Direction - Retype the records without any changes, from their first line through the line that contains "[140,42,303,264]", including both of those lines.

--- Start ---

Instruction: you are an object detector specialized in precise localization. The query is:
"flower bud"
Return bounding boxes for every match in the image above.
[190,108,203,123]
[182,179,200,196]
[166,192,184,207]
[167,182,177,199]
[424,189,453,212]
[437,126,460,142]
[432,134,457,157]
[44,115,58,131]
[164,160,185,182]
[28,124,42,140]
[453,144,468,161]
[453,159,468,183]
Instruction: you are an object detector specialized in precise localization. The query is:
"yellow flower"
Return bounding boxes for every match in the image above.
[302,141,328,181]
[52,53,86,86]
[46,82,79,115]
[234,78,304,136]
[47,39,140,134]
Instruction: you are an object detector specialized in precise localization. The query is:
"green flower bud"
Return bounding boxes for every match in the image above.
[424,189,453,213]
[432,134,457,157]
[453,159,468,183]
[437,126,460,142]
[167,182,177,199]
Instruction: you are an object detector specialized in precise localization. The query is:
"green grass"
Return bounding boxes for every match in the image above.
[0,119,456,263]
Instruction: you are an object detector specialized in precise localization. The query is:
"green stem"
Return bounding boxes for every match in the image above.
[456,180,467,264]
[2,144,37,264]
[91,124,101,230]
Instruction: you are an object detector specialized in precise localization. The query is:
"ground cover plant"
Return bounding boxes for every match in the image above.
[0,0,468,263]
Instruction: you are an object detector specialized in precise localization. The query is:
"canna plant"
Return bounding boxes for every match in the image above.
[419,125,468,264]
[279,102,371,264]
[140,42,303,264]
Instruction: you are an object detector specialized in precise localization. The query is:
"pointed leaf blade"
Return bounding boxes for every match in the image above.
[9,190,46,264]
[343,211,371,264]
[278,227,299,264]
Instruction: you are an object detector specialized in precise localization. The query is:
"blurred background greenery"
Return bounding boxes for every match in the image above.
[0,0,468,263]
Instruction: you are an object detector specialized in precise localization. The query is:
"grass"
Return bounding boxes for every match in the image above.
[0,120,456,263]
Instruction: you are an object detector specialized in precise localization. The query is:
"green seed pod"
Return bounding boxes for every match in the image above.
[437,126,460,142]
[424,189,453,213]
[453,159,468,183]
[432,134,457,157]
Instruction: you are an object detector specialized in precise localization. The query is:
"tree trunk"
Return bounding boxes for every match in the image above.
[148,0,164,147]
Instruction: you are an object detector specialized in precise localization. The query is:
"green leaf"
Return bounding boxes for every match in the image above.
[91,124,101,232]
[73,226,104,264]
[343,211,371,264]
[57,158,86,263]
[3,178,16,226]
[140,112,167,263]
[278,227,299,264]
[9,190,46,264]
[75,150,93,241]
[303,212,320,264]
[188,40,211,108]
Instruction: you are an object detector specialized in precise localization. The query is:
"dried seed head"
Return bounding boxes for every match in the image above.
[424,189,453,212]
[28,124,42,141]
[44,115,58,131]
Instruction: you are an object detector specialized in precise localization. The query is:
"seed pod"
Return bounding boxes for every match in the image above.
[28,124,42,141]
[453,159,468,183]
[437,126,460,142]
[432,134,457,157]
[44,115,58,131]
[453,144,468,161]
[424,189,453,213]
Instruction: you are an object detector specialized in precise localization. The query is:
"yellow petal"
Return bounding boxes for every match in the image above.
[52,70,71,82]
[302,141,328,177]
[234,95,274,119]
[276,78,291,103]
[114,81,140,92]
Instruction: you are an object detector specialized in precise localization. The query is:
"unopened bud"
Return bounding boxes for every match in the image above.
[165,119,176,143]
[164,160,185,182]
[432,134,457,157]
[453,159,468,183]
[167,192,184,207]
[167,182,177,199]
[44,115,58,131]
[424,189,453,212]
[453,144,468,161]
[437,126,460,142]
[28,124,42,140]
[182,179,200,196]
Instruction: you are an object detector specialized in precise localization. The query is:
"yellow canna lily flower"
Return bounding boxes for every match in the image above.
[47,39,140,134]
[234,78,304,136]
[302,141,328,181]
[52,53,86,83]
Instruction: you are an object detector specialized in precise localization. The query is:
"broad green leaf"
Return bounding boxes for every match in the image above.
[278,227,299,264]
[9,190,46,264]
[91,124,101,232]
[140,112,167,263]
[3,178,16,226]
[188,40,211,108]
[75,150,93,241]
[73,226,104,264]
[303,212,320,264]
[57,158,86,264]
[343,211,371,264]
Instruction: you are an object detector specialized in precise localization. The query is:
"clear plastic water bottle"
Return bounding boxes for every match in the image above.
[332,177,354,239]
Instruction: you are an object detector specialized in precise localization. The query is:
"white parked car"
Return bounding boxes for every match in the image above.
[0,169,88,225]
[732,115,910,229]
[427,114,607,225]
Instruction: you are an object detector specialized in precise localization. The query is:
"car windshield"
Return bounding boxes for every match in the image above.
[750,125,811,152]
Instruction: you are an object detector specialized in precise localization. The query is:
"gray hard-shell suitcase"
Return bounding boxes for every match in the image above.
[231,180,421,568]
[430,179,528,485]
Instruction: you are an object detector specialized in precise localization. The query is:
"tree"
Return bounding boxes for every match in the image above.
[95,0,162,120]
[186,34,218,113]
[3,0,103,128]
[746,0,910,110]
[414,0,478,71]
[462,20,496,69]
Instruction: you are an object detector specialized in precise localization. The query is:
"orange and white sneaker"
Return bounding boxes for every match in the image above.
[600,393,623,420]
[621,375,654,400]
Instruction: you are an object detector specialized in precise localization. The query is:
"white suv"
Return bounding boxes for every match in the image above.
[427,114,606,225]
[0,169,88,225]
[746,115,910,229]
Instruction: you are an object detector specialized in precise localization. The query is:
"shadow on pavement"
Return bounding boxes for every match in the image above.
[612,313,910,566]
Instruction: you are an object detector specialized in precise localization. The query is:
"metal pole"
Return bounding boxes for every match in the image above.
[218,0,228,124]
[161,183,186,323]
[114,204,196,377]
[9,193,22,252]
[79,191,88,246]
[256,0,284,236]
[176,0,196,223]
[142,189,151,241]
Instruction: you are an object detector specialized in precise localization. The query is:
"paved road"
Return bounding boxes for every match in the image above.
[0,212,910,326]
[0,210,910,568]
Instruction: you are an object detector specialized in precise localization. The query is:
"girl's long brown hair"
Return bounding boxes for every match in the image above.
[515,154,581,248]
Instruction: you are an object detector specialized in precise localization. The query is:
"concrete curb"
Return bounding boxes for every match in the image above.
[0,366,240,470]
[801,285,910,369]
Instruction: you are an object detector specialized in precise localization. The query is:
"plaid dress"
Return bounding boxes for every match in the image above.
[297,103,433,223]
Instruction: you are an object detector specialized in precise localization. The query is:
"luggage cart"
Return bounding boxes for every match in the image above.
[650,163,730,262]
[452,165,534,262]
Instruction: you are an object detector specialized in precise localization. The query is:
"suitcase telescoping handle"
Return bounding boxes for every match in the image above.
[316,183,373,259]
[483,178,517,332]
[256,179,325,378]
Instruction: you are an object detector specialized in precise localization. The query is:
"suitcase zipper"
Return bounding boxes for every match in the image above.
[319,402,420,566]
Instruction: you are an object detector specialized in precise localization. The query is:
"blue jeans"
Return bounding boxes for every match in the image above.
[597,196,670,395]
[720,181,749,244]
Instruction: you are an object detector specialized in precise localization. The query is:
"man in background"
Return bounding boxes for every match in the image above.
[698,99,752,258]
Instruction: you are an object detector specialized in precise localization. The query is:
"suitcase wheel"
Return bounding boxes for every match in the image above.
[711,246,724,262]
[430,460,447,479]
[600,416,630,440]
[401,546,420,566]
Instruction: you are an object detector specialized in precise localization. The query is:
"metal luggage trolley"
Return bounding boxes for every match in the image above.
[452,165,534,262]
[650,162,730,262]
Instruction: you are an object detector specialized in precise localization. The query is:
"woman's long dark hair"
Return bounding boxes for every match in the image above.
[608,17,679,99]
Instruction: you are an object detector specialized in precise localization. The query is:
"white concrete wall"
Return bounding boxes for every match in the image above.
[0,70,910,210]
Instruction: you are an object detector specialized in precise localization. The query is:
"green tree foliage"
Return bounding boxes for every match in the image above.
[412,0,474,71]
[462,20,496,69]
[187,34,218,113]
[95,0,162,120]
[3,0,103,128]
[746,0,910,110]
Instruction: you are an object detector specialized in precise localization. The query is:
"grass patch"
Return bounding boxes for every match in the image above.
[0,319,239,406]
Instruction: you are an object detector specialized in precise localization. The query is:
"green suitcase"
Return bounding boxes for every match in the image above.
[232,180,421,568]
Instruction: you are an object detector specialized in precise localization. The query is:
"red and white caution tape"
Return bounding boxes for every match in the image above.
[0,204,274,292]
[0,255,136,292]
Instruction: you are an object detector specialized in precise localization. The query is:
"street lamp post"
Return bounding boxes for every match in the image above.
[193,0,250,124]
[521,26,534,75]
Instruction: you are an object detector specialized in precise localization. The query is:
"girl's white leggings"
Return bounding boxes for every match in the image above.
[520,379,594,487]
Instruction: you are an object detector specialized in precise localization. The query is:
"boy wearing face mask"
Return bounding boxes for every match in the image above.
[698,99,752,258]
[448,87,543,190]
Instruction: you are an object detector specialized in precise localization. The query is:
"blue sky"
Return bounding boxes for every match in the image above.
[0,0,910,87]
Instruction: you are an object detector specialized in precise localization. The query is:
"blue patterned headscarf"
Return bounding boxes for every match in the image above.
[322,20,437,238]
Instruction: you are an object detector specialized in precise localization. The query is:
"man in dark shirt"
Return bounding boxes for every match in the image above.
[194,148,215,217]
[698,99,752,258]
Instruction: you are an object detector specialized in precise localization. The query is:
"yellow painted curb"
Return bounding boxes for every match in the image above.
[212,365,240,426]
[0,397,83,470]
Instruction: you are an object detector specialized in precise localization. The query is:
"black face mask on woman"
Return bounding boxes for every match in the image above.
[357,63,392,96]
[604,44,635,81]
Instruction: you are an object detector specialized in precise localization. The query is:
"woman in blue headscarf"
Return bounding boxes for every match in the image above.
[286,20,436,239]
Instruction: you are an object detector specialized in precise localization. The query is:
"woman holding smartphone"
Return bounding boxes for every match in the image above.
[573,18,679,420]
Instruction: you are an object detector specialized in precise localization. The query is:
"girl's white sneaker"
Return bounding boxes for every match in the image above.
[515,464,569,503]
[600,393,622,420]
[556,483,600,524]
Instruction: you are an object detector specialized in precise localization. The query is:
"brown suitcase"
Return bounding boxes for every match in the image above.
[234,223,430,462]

--- End ---

Answer to this problem -
Instruction: you are an object detector specialized in precise localization. The query is:
"flower bud"
Return bounding boxes for every match in the image above.
[190,108,203,123]
[182,179,200,196]
[166,192,184,207]
[167,182,177,199]
[424,189,453,212]
[437,126,460,142]
[432,134,457,157]
[44,115,58,131]
[164,160,185,182]
[28,124,42,140]
[453,144,468,161]
[453,159,468,183]
Instruction: you are an object detector specialized in precise localization. The query is:
"yellow flower"
Return bounding boxes for every match in the image above.
[302,141,328,181]
[52,53,86,86]
[46,82,79,115]
[234,78,304,136]
[47,39,140,134]
Instruction: you are an object detector specialized in precise localization. The query is:
"green flower bud"
Return bounding boxes for every match in the image above.
[424,189,453,213]
[432,134,457,157]
[453,159,468,183]
[437,126,460,142]
[167,182,177,199]
Instruction: you are an object detector specialized in precise localization. The query is:
"green grass"
Return bounding boxes for every match in the image above.
[0,119,456,263]
Instruction: you are an object detector specialized in precise localization. The query is:
"green stem"
Return bounding boxes for every match in the image above.
[456,180,467,264]
[2,144,37,264]
[91,124,101,230]
Instruction: you are an object detector specialized in precise localization. The query is:
"ground cover plant"
Return bounding boxes for every match in the image above.
[0,0,468,263]
Instruction: you are an object detector specialized in precise localization. The query is:
"canna plant"
Return bounding boxes for every match in the image above.
[419,125,468,264]
[279,102,371,264]
[140,42,303,264]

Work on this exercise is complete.